* **TASK DESCRIPTION**:
Swap "Report" for "Locations" in the lines between the one holding "Tag each instance of the dark hollow" and the one holding "<point>704,567</point>", inclusive. Give only those lines, with everything else unchanged.

====== GIVEN DATA

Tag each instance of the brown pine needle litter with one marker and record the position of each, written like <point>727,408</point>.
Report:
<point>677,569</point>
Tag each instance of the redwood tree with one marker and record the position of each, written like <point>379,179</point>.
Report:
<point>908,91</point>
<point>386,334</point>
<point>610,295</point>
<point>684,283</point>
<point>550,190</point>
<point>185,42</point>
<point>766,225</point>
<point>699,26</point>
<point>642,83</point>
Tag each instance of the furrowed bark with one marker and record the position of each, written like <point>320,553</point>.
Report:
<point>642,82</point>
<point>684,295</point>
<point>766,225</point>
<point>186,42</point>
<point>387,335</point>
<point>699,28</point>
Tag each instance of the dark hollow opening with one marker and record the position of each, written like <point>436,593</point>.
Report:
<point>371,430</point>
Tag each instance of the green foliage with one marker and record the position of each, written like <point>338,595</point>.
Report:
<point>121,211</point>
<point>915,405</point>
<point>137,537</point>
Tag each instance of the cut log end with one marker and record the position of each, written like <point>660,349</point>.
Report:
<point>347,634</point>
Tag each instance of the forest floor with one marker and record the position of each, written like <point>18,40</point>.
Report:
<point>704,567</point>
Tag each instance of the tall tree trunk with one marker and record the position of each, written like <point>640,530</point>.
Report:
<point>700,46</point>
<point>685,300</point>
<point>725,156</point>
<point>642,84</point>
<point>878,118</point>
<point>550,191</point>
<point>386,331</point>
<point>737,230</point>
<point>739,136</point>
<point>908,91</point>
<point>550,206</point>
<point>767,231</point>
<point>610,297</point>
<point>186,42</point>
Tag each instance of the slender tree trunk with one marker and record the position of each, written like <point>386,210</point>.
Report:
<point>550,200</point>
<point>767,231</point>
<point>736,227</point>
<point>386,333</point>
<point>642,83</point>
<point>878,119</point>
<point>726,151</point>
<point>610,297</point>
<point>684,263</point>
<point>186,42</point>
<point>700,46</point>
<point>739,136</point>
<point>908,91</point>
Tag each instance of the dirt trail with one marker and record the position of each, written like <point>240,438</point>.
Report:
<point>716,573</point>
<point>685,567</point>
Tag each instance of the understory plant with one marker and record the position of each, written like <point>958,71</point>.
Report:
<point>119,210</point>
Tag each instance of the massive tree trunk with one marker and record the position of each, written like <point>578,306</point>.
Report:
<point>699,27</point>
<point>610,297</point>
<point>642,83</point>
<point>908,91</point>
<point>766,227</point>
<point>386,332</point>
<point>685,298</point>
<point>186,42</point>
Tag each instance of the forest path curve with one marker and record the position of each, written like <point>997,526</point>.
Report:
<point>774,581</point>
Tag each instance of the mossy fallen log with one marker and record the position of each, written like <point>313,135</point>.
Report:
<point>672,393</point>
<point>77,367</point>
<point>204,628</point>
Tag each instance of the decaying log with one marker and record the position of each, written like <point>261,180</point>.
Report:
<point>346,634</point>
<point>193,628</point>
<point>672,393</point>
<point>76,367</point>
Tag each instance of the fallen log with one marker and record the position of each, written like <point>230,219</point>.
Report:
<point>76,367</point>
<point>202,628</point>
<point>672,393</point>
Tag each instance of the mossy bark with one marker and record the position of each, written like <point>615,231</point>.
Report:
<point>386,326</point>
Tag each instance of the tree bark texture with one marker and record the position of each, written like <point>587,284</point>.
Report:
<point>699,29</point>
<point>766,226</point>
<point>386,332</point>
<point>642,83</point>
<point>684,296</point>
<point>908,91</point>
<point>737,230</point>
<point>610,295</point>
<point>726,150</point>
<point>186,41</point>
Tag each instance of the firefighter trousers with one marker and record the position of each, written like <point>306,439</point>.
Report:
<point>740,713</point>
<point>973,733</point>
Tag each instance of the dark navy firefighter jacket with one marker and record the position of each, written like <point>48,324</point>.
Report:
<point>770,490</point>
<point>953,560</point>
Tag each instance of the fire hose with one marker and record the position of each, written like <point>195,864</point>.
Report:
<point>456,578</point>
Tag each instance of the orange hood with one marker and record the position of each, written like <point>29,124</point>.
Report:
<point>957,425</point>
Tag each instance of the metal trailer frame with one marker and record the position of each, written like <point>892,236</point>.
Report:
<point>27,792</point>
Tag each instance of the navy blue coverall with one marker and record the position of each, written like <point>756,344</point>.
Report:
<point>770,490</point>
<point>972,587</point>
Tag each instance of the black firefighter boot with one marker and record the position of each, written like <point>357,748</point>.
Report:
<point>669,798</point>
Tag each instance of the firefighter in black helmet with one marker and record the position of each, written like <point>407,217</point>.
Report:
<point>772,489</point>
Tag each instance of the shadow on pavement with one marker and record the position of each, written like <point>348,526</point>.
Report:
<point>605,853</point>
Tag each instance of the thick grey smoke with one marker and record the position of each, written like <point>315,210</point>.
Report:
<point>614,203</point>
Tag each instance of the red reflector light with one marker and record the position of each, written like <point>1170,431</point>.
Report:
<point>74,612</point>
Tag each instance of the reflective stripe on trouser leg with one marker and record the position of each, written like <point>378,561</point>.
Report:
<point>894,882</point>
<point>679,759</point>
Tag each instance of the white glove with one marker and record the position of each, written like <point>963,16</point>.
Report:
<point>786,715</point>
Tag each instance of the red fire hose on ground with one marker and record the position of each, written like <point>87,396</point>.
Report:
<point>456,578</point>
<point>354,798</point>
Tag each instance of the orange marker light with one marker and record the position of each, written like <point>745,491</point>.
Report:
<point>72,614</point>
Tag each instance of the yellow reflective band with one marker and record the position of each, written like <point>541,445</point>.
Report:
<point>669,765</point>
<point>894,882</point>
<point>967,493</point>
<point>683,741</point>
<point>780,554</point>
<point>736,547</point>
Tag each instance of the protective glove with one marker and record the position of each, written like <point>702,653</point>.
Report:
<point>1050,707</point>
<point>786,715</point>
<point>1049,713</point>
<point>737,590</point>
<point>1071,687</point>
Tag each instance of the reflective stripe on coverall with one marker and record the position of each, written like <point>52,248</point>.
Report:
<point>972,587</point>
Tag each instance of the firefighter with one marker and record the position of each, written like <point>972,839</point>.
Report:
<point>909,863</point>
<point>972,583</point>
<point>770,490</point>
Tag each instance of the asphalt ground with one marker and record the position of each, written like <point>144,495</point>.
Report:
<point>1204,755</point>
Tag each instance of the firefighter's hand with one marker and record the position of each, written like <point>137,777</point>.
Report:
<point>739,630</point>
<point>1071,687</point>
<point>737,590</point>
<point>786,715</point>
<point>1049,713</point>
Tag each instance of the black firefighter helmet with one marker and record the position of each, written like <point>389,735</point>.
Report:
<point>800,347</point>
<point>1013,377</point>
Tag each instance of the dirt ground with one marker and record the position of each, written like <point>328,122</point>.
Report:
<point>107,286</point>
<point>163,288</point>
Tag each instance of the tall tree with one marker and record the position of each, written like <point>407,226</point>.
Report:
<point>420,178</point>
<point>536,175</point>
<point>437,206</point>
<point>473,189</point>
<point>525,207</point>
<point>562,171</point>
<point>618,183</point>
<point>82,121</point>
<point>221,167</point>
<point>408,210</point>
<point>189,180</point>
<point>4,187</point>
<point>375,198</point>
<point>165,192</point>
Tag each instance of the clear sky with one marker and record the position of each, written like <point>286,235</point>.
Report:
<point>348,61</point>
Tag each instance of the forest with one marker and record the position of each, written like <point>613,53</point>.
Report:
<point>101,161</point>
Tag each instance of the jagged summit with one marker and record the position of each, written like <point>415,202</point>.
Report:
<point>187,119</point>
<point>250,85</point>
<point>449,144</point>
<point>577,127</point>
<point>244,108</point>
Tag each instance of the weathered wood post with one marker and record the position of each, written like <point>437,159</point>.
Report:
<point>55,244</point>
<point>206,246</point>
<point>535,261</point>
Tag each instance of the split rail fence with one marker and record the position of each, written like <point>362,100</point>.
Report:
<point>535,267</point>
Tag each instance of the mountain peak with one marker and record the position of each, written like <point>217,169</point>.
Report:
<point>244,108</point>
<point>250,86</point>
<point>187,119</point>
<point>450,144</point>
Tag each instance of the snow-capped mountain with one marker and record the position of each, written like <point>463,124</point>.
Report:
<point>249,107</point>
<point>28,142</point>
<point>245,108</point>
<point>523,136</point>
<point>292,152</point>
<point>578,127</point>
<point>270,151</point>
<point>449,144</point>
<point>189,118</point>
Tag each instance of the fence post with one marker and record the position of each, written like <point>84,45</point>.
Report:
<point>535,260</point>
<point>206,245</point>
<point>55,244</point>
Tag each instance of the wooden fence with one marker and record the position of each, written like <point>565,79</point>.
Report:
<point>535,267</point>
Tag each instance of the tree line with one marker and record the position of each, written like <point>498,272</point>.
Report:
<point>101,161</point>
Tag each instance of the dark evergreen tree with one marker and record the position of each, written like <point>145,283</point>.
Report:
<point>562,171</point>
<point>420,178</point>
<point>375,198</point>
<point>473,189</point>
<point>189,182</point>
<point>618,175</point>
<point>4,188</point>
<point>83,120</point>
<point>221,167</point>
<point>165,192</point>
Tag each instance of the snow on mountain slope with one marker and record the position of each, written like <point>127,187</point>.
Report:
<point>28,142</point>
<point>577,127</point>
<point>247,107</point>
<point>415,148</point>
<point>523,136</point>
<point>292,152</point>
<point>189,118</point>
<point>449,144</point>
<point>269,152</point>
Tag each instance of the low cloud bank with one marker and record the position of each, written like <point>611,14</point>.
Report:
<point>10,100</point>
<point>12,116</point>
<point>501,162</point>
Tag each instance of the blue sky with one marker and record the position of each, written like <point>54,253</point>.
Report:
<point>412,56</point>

============

* **EXERCISE OUTPUT**:
Tag each instance of the dark hollow opening with one marker and record the position of each, written like <point>436,593</point>.
Locations:
<point>371,430</point>
Tag each instance of the green foliage with one marker and record the position of each, written like <point>338,595</point>.
Locations:
<point>121,211</point>
<point>915,405</point>
<point>137,537</point>
Tag each instance of the cut log end with one marker and record the position of each, written like <point>660,349</point>.
Locations:
<point>347,634</point>
Tag each instance of the forest floor with one marker and record the position of each, written like <point>18,40</point>.
Locations:
<point>704,567</point>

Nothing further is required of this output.